◆ Short task:
Locate every line in the data below that contains the string "anthurium" and copy each of those lines out in full.
•••
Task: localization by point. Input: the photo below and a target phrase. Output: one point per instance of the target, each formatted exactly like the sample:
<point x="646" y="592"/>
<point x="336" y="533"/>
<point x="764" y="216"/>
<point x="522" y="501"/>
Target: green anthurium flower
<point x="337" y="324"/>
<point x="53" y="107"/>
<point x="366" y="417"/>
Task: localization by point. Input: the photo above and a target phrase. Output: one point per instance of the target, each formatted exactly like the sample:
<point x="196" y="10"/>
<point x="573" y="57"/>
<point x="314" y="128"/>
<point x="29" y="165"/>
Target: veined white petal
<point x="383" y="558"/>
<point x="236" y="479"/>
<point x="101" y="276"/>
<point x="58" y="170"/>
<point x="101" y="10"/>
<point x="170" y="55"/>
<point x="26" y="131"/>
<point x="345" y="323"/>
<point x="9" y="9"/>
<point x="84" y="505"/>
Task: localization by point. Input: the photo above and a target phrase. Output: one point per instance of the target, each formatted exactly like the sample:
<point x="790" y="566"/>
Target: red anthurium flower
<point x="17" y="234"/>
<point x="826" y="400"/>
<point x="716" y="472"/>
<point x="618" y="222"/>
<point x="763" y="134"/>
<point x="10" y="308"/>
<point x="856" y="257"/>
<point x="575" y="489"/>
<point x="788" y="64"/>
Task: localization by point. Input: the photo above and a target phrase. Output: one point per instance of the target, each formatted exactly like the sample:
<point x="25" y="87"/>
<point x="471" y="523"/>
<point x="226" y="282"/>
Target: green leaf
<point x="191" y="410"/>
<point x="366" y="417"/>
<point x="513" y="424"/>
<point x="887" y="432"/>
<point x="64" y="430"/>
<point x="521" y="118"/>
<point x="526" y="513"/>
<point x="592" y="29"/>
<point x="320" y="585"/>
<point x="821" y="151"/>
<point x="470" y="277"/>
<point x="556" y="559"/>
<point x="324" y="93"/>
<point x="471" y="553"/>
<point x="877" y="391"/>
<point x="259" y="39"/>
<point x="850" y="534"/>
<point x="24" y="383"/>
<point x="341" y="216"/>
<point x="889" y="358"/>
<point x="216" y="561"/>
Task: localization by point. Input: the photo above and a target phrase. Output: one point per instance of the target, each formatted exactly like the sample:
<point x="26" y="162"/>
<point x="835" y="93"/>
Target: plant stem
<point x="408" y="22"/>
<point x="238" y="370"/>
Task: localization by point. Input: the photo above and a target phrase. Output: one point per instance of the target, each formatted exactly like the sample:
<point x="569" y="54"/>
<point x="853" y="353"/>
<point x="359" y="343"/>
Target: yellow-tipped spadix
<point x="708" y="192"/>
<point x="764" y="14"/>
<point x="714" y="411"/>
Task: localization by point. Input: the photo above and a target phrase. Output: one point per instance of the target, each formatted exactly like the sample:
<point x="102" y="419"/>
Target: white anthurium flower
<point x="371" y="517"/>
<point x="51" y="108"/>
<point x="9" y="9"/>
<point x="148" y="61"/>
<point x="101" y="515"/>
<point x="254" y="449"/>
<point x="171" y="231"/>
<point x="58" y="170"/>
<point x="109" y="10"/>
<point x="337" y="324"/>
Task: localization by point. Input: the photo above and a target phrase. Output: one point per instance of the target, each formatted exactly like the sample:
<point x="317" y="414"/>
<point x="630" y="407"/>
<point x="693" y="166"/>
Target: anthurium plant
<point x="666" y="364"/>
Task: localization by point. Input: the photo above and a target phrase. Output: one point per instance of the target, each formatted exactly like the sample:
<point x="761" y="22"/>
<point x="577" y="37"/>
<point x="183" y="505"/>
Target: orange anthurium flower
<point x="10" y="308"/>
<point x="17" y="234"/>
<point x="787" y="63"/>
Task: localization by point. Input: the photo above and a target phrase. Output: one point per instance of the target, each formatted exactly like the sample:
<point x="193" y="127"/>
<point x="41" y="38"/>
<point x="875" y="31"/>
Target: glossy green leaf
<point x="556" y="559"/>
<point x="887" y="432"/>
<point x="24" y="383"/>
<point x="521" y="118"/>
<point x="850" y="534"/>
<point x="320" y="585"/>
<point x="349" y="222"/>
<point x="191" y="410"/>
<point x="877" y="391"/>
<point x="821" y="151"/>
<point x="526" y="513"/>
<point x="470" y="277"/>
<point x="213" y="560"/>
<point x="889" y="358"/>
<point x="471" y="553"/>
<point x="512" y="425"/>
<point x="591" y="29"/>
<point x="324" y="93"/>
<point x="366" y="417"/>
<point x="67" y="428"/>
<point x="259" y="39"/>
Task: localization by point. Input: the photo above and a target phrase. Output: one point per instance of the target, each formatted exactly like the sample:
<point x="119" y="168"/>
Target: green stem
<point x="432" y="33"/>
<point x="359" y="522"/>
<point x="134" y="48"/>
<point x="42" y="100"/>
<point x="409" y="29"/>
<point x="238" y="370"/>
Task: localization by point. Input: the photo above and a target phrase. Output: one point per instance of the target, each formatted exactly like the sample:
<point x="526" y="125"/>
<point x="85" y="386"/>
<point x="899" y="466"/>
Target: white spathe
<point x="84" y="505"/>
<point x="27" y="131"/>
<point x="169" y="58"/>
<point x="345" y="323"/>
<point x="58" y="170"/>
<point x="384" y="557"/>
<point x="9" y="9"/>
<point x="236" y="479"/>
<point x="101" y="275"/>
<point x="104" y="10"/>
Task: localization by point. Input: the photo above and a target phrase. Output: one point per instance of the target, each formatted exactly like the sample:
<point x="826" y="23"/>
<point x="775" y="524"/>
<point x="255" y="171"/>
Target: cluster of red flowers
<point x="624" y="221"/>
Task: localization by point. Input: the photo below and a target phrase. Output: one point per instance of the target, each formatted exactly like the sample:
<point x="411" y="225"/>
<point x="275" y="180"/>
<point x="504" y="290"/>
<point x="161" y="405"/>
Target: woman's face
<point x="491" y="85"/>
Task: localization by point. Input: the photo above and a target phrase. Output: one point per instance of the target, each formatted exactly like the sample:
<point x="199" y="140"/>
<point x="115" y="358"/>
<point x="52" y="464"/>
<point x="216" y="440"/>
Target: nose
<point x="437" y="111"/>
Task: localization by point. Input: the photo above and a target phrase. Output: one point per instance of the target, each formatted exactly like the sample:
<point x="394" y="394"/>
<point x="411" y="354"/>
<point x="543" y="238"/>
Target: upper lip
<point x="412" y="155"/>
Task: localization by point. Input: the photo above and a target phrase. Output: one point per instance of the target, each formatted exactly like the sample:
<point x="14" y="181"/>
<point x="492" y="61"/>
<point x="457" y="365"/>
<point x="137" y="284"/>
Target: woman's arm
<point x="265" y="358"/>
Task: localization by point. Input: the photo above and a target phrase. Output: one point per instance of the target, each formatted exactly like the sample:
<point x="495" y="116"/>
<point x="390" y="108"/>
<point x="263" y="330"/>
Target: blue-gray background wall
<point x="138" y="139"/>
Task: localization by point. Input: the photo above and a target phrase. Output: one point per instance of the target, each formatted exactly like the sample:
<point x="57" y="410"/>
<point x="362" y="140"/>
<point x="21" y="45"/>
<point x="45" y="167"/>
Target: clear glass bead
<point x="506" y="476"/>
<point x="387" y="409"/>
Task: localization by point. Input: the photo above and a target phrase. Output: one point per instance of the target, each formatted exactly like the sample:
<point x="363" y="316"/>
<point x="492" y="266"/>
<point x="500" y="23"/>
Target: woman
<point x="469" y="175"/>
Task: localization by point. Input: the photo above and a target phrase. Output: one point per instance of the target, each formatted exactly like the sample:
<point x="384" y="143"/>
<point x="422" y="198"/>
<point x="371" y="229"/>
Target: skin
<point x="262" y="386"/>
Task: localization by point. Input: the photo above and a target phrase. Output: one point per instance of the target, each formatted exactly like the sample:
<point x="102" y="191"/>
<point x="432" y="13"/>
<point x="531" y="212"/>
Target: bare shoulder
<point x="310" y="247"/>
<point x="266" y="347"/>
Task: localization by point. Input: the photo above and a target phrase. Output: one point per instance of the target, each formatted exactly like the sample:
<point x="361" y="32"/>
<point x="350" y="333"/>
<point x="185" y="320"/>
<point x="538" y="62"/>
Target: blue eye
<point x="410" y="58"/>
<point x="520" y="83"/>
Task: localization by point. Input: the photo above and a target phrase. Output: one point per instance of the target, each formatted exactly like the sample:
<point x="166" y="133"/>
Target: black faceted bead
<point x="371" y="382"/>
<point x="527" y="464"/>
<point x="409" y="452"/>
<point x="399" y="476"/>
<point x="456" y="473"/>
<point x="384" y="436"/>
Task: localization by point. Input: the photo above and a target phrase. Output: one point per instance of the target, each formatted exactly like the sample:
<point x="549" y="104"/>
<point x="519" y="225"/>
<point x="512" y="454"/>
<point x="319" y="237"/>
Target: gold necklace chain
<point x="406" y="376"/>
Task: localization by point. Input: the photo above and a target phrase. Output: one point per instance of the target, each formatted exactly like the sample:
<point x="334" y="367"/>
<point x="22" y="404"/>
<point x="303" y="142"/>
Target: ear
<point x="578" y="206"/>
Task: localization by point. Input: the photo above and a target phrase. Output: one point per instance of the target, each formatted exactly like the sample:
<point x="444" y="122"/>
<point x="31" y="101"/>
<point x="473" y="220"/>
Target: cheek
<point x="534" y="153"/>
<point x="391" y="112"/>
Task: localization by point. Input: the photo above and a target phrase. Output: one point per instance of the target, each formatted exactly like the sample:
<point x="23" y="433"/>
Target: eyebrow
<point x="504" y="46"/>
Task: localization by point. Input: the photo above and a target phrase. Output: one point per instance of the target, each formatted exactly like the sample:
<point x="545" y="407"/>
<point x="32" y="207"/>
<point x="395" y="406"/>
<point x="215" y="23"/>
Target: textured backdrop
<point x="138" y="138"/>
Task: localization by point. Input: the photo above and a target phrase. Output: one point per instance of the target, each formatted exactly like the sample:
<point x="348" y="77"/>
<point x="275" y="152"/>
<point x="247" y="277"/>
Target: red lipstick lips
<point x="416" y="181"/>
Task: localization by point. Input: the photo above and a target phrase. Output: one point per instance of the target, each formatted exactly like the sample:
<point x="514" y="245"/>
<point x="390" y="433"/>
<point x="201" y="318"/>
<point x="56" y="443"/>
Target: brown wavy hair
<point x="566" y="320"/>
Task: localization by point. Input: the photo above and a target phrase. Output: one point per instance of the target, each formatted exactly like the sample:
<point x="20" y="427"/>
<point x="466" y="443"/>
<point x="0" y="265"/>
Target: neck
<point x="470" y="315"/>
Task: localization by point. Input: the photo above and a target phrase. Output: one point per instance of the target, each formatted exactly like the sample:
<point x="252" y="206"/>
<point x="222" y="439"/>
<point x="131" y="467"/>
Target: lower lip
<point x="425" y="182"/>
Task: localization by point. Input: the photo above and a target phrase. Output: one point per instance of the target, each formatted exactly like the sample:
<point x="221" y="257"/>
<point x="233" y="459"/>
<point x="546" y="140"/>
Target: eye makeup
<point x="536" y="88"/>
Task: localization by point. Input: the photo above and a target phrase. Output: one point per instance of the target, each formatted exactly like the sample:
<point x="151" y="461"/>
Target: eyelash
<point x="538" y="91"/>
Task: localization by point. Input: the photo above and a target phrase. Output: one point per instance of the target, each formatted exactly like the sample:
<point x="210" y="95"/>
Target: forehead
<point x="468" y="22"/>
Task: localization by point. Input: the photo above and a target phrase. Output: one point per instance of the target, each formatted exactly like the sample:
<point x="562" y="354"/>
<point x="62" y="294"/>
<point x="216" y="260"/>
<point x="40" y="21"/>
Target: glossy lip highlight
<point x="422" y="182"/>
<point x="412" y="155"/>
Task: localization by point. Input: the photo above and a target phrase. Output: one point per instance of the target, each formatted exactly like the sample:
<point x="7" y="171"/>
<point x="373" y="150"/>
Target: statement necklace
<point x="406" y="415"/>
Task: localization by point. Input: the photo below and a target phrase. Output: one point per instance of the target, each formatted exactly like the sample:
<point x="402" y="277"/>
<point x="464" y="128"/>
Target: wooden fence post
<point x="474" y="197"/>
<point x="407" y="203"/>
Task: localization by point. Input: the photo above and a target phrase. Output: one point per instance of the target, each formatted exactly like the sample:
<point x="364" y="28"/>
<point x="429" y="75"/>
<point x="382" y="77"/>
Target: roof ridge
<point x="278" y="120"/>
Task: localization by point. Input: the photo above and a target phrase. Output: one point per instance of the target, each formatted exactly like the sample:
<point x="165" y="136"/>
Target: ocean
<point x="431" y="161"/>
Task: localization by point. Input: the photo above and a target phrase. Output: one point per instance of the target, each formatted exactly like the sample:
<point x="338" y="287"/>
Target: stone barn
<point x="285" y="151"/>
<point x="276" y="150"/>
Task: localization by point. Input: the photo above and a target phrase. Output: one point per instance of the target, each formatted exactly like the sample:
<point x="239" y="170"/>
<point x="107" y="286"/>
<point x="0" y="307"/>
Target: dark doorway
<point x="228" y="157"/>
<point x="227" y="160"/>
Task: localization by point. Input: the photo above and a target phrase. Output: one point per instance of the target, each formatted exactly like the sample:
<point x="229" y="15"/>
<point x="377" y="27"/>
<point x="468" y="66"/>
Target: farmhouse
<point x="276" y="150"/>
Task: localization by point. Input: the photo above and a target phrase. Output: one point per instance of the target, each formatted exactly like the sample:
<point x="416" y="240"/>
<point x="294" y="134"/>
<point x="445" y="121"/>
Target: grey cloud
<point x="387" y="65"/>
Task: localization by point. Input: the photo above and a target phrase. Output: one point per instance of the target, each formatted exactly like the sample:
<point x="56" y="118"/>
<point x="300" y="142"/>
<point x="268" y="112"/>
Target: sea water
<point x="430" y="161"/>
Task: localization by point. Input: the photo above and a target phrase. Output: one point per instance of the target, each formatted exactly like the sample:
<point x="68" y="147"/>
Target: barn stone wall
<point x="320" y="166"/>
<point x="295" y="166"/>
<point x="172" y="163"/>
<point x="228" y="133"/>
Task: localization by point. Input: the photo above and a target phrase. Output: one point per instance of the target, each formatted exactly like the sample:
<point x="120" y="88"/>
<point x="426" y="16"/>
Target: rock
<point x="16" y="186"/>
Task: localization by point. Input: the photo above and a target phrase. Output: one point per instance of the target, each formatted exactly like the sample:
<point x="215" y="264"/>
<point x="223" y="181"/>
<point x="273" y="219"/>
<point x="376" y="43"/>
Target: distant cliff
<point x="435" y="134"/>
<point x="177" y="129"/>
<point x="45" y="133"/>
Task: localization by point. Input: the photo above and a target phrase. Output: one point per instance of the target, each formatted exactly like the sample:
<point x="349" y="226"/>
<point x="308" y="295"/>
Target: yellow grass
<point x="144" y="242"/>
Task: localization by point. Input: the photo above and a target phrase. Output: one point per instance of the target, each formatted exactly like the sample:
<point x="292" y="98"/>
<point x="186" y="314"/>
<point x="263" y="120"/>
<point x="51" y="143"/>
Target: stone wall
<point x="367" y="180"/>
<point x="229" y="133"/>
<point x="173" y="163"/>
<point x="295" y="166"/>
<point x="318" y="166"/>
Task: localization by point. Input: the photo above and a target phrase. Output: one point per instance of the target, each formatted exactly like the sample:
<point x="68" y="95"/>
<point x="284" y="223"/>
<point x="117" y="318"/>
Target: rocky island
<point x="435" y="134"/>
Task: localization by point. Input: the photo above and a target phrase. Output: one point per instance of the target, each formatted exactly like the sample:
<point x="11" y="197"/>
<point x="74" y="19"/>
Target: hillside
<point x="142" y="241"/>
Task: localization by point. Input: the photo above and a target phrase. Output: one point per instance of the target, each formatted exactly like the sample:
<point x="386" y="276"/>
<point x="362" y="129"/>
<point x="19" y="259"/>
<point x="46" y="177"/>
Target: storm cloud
•••
◆ Reply to the task:
Target: green anthurium flower
Target: red anthurium flower
Target: white anthurium flower
Target: anthurium plant
Target: orange anthurium flower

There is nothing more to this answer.